Point labeling examples:
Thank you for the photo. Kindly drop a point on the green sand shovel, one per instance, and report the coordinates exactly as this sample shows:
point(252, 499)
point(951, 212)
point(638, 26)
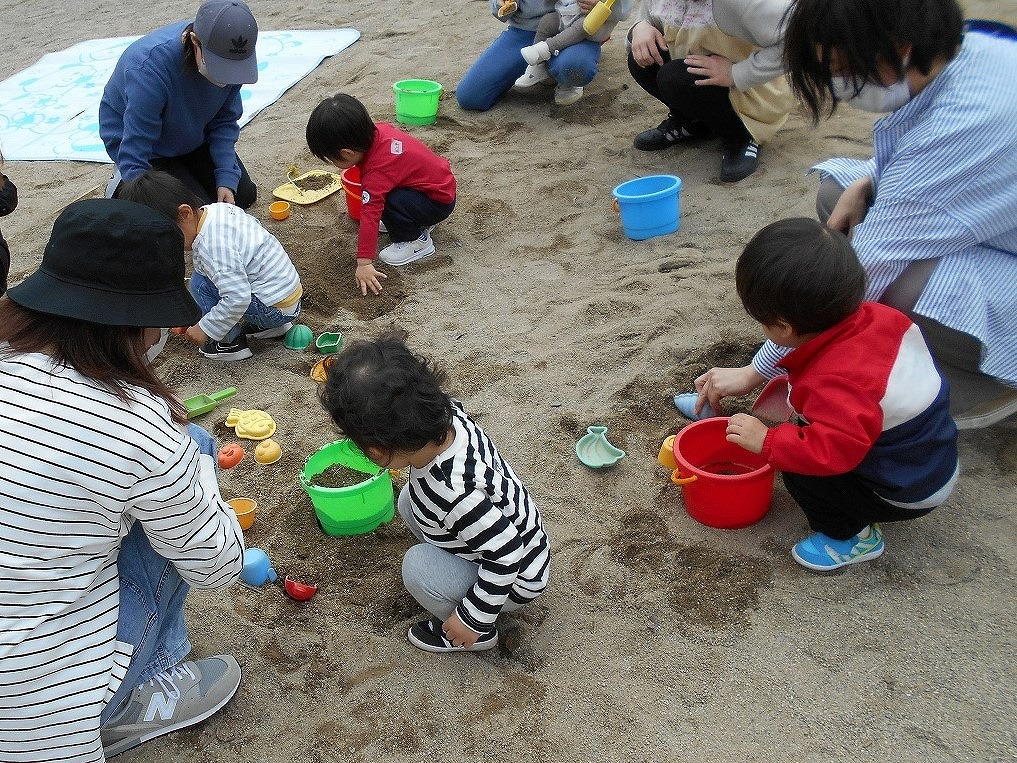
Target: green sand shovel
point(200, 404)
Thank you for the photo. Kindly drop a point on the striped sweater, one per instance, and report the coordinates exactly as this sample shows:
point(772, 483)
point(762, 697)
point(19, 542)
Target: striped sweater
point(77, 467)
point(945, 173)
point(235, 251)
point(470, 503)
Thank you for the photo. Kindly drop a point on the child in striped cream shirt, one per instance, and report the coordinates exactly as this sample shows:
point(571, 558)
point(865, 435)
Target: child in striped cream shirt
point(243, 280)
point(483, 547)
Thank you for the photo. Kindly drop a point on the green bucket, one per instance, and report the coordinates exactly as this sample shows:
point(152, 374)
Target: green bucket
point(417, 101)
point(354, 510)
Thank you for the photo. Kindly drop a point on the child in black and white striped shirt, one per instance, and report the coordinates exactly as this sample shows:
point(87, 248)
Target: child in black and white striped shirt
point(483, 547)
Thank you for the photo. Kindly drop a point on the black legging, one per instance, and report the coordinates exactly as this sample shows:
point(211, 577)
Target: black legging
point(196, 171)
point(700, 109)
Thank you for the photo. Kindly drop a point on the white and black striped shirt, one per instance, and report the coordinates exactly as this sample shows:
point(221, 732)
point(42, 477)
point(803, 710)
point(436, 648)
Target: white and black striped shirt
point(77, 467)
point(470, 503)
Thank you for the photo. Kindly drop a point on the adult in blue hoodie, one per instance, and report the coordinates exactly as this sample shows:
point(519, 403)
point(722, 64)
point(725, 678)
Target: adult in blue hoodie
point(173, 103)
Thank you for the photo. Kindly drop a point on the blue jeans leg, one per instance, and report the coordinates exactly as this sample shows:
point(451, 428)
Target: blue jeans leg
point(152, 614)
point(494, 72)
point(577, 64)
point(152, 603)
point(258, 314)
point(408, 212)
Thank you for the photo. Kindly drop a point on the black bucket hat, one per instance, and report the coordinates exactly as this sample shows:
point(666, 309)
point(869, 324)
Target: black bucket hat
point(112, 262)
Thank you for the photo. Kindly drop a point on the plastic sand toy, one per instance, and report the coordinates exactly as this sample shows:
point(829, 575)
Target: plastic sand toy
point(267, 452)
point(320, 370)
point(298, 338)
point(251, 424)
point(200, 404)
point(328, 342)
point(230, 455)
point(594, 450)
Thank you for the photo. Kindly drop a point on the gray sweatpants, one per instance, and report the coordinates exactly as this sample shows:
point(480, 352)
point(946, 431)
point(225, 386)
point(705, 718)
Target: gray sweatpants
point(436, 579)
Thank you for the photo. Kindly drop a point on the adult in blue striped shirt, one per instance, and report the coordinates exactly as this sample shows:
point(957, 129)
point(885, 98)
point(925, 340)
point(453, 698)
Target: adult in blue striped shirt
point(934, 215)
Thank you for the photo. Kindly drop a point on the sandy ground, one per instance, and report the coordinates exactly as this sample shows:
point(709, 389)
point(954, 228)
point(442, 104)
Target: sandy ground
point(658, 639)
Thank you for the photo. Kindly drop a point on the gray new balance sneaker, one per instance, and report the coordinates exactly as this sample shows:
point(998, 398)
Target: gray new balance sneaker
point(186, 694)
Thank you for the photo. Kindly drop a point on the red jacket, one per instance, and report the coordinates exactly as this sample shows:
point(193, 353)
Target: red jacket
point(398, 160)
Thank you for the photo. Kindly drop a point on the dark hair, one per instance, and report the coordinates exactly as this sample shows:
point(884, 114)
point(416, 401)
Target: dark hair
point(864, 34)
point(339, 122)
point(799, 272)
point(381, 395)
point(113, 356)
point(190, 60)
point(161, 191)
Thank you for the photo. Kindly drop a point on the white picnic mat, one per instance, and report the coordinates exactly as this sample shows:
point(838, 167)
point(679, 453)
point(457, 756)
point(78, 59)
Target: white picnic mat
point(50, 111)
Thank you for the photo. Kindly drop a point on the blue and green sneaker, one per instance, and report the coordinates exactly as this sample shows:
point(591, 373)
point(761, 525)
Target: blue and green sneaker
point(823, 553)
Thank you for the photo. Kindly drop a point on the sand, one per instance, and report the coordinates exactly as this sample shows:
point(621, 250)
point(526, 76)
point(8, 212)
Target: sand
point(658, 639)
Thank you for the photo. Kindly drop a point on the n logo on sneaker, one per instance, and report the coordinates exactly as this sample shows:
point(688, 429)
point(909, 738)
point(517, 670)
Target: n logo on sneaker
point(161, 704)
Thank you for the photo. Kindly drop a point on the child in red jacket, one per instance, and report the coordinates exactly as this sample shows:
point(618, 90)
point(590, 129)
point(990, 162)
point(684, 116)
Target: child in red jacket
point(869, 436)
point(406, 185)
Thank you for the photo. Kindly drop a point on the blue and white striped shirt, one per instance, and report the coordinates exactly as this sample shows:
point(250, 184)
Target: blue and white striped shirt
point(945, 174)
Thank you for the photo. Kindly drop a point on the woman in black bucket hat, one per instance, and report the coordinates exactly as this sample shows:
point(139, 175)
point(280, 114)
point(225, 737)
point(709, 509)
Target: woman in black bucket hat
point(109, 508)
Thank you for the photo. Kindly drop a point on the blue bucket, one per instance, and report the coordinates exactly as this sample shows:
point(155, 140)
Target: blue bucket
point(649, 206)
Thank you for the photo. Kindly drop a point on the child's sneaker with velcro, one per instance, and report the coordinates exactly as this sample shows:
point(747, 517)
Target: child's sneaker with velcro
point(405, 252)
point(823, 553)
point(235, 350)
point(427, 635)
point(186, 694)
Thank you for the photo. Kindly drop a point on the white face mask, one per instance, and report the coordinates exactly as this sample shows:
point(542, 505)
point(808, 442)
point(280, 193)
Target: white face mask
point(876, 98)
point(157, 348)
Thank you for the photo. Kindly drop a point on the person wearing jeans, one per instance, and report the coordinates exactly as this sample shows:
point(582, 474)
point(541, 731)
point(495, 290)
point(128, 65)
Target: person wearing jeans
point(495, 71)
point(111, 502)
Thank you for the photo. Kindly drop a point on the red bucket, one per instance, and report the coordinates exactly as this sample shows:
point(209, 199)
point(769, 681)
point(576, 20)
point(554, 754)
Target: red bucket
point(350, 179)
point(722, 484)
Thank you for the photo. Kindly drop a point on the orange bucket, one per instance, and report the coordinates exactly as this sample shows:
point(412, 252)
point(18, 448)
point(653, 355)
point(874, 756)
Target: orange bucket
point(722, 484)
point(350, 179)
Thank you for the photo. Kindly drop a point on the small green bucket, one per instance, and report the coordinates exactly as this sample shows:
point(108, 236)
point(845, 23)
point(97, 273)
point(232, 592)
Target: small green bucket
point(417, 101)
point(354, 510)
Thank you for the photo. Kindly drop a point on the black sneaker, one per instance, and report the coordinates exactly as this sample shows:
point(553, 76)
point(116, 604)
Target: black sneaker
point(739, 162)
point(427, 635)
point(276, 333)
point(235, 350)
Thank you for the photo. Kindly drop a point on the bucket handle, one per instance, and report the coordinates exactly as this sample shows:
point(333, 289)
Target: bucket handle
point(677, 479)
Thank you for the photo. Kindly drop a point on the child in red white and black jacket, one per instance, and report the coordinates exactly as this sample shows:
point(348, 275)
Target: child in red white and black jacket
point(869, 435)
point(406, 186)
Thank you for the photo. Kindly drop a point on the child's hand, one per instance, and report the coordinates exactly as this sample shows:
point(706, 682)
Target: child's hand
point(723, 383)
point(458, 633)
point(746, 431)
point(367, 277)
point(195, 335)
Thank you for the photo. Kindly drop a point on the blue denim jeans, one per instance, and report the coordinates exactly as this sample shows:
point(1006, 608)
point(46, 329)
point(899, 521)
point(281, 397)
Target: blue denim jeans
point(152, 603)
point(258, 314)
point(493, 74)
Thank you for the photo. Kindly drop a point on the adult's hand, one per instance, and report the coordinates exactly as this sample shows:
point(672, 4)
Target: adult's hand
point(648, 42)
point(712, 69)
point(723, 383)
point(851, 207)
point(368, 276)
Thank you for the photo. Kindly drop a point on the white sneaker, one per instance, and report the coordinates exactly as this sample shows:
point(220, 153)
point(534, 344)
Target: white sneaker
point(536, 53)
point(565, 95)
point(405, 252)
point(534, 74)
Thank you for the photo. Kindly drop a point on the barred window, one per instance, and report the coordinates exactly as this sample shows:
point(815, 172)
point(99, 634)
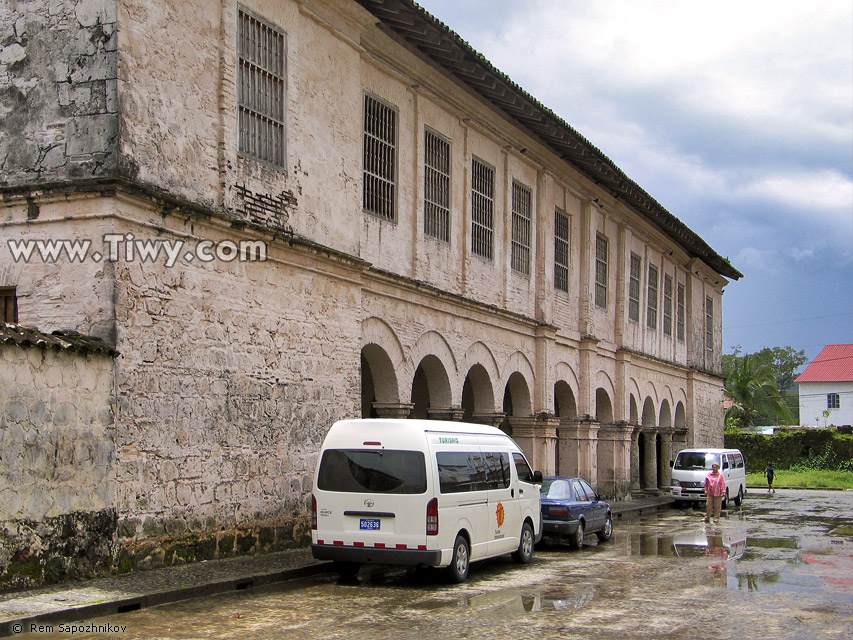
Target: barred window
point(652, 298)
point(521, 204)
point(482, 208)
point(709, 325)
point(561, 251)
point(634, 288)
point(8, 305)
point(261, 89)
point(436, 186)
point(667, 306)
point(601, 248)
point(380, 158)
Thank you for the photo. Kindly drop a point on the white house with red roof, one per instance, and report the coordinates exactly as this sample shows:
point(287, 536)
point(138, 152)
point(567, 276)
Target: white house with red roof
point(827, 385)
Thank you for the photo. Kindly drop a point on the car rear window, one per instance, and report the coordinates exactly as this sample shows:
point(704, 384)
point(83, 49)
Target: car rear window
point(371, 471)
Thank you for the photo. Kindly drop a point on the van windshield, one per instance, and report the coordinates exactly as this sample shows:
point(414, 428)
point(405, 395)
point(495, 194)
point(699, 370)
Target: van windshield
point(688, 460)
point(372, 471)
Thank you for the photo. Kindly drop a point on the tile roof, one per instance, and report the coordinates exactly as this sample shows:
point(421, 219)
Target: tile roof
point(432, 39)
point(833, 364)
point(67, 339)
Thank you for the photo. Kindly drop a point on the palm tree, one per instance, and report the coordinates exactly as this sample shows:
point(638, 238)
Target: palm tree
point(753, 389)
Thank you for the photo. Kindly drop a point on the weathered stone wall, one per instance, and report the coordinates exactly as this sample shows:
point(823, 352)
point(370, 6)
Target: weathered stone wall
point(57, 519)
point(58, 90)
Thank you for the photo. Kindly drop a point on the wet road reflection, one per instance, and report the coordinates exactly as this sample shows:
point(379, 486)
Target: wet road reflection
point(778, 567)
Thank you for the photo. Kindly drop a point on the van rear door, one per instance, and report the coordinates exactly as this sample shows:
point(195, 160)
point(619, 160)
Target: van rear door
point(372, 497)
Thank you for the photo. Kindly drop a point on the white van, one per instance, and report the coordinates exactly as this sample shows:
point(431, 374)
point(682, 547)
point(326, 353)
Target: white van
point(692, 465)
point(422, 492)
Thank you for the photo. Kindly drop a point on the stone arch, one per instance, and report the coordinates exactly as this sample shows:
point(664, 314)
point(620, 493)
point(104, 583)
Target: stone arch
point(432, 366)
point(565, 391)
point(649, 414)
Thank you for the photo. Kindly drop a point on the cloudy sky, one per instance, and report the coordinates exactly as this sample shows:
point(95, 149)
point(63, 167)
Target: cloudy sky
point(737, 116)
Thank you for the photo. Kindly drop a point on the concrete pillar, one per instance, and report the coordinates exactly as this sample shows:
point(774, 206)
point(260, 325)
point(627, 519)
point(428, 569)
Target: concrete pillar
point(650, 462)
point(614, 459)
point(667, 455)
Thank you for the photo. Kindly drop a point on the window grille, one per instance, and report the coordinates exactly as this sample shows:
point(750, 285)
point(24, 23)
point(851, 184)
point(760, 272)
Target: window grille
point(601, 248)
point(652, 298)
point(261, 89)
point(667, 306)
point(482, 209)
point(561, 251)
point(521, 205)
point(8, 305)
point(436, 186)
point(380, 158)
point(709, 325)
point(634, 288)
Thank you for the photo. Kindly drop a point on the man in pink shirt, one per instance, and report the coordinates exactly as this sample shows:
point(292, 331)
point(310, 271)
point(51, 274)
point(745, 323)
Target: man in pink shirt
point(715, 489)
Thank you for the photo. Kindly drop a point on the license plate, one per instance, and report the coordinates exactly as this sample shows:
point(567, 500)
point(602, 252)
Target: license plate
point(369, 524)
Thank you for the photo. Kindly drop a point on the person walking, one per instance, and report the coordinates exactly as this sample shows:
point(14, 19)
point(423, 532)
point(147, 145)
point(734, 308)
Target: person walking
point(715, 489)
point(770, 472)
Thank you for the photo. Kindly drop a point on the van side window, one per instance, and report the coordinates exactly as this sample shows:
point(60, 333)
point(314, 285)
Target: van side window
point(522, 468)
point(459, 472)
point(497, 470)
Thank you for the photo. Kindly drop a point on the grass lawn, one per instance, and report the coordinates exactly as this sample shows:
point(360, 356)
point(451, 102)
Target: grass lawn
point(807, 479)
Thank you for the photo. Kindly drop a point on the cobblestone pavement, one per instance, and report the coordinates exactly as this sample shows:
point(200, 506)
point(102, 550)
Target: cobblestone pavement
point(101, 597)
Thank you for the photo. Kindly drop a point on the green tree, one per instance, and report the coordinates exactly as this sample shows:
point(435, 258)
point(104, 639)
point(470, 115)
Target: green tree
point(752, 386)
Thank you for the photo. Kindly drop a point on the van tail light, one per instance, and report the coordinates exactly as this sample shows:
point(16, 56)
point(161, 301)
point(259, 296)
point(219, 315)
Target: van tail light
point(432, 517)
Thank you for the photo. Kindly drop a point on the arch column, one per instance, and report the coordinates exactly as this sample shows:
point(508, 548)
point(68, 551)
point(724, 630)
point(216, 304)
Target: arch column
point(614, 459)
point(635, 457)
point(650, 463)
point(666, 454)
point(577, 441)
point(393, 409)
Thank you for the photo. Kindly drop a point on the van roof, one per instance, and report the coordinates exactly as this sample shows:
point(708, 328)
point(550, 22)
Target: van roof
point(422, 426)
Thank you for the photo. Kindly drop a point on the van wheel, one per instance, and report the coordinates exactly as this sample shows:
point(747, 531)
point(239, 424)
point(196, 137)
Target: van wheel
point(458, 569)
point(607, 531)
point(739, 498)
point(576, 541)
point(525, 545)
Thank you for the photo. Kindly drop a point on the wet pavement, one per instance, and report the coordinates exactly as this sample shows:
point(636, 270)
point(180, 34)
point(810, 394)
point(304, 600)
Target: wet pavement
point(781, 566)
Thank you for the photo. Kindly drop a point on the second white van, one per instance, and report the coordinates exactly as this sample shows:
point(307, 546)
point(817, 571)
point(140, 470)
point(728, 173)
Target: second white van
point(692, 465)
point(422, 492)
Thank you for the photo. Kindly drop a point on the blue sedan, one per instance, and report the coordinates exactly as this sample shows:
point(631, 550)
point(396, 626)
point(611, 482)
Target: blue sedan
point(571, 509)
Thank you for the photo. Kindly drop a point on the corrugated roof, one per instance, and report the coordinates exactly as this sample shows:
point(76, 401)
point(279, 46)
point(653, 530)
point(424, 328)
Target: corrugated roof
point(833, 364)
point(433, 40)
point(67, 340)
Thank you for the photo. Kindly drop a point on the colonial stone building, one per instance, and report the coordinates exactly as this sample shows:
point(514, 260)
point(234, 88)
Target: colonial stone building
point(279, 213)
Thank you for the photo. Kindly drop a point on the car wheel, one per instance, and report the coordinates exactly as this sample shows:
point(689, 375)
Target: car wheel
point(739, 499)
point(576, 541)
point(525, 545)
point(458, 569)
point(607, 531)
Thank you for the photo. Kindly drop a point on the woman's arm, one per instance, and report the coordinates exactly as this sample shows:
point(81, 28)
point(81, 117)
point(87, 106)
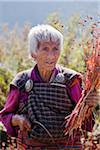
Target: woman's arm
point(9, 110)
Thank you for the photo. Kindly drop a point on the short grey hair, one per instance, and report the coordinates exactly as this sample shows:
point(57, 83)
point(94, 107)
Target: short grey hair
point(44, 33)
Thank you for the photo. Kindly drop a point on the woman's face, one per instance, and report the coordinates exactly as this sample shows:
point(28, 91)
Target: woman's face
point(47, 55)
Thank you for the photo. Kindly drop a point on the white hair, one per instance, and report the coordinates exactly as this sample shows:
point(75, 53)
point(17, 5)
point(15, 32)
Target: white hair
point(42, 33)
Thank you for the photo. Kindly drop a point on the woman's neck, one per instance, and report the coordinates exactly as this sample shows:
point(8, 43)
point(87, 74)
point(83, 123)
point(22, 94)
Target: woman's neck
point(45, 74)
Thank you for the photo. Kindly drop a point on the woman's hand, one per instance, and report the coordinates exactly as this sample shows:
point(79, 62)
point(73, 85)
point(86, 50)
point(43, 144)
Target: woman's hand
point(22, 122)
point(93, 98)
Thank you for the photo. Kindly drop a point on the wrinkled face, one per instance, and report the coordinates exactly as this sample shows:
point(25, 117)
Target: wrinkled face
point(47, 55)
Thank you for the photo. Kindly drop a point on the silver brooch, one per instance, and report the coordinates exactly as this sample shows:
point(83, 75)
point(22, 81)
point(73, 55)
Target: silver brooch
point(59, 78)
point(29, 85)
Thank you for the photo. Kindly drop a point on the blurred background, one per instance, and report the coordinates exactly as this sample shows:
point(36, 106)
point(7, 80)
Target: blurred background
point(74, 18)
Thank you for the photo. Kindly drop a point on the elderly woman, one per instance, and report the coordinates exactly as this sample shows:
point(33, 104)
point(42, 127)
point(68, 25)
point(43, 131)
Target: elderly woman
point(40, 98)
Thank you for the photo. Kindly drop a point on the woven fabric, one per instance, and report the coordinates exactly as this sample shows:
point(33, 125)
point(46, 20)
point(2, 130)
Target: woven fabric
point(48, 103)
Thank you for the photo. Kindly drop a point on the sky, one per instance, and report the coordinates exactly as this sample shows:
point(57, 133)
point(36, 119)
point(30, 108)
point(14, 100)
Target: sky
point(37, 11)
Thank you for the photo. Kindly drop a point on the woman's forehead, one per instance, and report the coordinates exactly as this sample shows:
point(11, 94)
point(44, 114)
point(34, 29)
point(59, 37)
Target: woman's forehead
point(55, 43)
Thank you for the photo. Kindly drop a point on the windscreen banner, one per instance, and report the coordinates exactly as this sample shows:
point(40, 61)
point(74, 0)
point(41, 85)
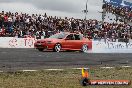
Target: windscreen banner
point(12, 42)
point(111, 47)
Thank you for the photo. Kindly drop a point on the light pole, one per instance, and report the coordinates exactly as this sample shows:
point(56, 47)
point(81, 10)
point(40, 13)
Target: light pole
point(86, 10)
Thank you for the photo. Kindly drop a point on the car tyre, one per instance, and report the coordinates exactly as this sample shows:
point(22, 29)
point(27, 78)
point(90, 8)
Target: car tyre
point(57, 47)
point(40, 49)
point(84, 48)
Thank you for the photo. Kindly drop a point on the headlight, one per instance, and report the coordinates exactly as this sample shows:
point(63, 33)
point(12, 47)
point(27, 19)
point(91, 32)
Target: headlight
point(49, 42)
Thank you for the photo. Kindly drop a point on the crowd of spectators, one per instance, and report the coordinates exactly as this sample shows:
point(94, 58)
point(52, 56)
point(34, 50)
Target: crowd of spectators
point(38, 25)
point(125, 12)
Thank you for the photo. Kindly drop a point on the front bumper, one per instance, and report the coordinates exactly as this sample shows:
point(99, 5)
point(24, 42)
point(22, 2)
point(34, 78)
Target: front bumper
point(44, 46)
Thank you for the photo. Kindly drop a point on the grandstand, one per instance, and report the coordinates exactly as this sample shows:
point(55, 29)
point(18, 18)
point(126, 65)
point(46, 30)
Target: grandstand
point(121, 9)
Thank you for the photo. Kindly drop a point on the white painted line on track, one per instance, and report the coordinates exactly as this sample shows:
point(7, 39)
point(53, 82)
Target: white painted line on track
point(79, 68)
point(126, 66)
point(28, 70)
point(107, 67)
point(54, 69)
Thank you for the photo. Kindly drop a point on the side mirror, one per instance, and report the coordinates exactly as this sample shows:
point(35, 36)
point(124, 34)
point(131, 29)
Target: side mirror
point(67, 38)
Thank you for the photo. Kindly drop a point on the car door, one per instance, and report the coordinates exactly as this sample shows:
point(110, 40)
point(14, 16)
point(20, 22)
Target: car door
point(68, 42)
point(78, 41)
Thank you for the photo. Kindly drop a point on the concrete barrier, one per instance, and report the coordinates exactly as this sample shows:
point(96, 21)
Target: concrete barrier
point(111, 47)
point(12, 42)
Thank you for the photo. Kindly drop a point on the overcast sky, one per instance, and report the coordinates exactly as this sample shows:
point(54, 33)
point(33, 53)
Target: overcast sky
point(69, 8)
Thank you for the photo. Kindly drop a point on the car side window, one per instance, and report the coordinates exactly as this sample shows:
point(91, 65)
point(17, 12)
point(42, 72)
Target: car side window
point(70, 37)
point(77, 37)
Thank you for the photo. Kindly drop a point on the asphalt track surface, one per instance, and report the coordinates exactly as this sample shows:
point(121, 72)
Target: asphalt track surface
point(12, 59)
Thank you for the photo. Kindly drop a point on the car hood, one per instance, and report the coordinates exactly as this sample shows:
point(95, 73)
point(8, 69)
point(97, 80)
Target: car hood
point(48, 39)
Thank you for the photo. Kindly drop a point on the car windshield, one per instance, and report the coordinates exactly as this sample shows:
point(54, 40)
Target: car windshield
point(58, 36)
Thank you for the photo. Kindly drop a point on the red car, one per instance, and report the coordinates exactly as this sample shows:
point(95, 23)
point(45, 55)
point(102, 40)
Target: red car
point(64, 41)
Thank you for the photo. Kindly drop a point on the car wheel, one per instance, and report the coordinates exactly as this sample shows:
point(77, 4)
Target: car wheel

THE REQUEST: Give again, word for word, every line from the one holding "car door, one" to the end of the data.

RESULT OF THIS EXERCISE:
Thank you for the photo. Kindly drop a point on the car door, one per instance, and report the coordinates exactly as this sample shows:
point(110, 40)
point(14, 16)
point(20, 22)
Target: car door
point(68, 42)
point(78, 41)
Thank you for the photo. Kindly drop a point on the concrete barrier, one per instance, and report the coordinates exactly as this sample shows:
point(96, 21)
Target: concrete barrier
point(111, 47)
point(12, 42)
Thank you for the photo. Kindly drop a point on the overcast sky, one per instance, and report the coordinates exactly as this sample shows:
point(54, 33)
point(33, 53)
Target: overcast sky
point(69, 8)
Thank you for the photo. Kindly drop a point on the car side window, one per instance, and report the coordinates exactly as this sample shows:
point(91, 65)
point(17, 12)
point(42, 72)
Target: car side window
point(70, 37)
point(77, 37)
Thank you for the photo. Kindly drop a point on the asphalt track surface, one per instance, and report the coordinates exactly as this sample shows:
point(121, 72)
Target: asphalt track surface
point(12, 59)
Thank you for the photo. Kindly drop a point on the car hood, one per instance, and report the coordinates exactly as this sample shows:
point(95, 73)
point(8, 69)
point(97, 80)
Target: car hood
point(48, 39)
Thank you for the photo. Kindly drop a point on the car windshield, one per instance, and report the coordinates exactly as this sample shows:
point(54, 40)
Target: car windshield
point(58, 36)
Thank you for the photo. Kindly drop a point on the red car, one per instance, and report the coordinates exactly as this sample shows:
point(95, 23)
point(45, 55)
point(102, 40)
Target: red car
point(64, 41)
Thank you for the photo. Kindly drop a point on the car wheel, one per instance, and report the coordinates exactly as this sample shows:
point(77, 4)
Target: car wheel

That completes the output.